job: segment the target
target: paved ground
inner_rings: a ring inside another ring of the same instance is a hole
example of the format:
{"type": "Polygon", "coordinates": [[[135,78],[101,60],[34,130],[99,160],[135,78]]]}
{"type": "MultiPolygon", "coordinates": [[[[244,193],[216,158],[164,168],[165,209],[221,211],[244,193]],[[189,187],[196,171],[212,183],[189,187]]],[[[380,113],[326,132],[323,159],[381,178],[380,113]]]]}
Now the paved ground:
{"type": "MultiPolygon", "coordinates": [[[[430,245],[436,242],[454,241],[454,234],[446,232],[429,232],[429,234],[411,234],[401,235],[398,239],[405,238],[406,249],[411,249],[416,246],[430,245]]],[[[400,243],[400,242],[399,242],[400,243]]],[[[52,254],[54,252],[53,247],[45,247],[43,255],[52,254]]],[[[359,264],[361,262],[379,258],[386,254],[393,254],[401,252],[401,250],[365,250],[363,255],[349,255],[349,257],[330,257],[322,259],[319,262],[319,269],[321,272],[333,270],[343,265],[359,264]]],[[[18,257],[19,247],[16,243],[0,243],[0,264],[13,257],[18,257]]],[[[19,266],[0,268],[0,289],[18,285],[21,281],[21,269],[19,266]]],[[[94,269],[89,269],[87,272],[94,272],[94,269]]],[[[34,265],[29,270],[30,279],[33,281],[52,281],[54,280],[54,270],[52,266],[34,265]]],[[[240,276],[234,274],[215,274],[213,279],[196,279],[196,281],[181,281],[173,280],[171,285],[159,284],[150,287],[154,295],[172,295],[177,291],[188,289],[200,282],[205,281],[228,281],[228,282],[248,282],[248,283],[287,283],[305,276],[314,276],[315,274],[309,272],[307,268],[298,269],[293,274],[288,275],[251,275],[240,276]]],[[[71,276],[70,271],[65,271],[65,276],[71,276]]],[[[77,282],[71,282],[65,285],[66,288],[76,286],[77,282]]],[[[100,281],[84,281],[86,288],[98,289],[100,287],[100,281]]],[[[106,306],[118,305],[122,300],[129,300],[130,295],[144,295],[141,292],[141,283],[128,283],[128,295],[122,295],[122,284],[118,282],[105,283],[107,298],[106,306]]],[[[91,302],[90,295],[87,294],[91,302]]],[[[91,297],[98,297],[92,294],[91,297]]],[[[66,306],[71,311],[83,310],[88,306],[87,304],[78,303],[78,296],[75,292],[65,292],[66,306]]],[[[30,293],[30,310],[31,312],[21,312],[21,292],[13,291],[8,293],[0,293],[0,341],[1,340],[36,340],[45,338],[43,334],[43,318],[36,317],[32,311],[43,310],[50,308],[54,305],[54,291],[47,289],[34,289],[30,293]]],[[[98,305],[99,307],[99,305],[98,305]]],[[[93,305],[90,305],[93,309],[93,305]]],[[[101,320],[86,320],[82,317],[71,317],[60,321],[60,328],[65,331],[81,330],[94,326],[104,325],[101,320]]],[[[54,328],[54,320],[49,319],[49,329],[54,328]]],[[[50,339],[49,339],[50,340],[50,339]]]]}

• WHAT YOU HAVE TO DO: Reproduce the records above with every occurrence of "paved ground" swapped for "road surface", keeping all other text identical.

• WORKED ANSWER:
job: segment the target
target: road surface
inner_rings: a ring inside another ring of the same instance is a hole
example of the format:
{"type": "Polygon", "coordinates": [[[135,78],[101,60],[34,130],[99,160],[135,78]]]}
{"type": "MultiPolygon", "coordinates": [[[[244,193],[216,158],[164,168],[165,209],[221,211],[244,193]],[[189,187],[196,171],[212,183],[189,187]]],[[[380,113],[326,132],[323,159],[381,178],[380,113]]]]}
Now the road surface:
{"type": "MultiPolygon", "coordinates": [[[[430,245],[436,242],[454,241],[454,234],[446,232],[429,232],[429,234],[411,234],[401,235],[398,239],[405,238],[406,249],[411,249],[416,246],[430,245]]],[[[400,243],[400,242],[399,242],[400,243]]],[[[52,254],[54,252],[53,247],[45,247],[43,255],[52,254]]],[[[359,264],[361,262],[379,258],[386,254],[393,254],[401,252],[401,250],[365,250],[363,255],[349,255],[349,257],[330,257],[322,259],[319,262],[319,269],[321,272],[333,270],[343,265],[359,264]]],[[[18,257],[19,247],[16,243],[0,243],[0,264],[13,257],[18,257]]],[[[19,266],[0,268],[0,289],[18,285],[21,281],[21,269],[19,266]]],[[[94,269],[89,269],[87,272],[94,272],[94,269]]],[[[34,265],[29,270],[30,279],[33,281],[52,281],[54,280],[54,270],[52,266],[34,265]]],[[[240,276],[234,274],[215,274],[213,279],[196,279],[196,281],[181,281],[173,280],[171,285],[159,284],[150,287],[154,295],[172,295],[177,291],[188,289],[200,282],[205,281],[228,281],[228,282],[248,282],[248,283],[287,283],[305,276],[314,276],[315,274],[309,272],[307,268],[298,269],[293,274],[288,275],[251,275],[240,276]]],[[[71,276],[70,271],[65,271],[65,276],[71,276]]],[[[77,282],[71,282],[65,285],[66,288],[76,286],[77,282]]],[[[100,281],[84,281],[86,288],[98,289],[100,287],[100,281]]],[[[106,306],[118,305],[122,300],[129,300],[130,295],[144,295],[141,292],[141,283],[128,283],[128,295],[122,295],[122,284],[118,282],[105,283],[107,298],[106,306]]],[[[91,302],[90,295],[87,294],[91,302]]],[[[91,297],[98,297],[92,294],[91,297]]],[[[66,306],[71,311],[83,310],[88,306],[87,304],[78,303],[78,296],[75,292],[65,292],[66,306]]],[[[30,293],[30,310],[31,312],[21,312],[21,292],[13,291],[8,293],[0,293],[0,341],[1,340],[36,340],[45,338],[43,334],[43,318],[36,317],[32,311],[43,310],[50,308],[54,305],[54,291],[47,289],[34,289],[30,293]]],[[[98,305],[99,307],[99,305],[98,305]]],[[[93,305],[90,305],[93,309],[93,305]]],[[[101,320],[86,320],[82,317],[71,317],[60,321],[60,328],[65,331],[81,330],[94,326],[104,325],[101,320]]],[[[54,328],[54,320],[49,319],[49,329],[54,328]]],[[[50,339],[49,339],[50,340],[50,339]]]]}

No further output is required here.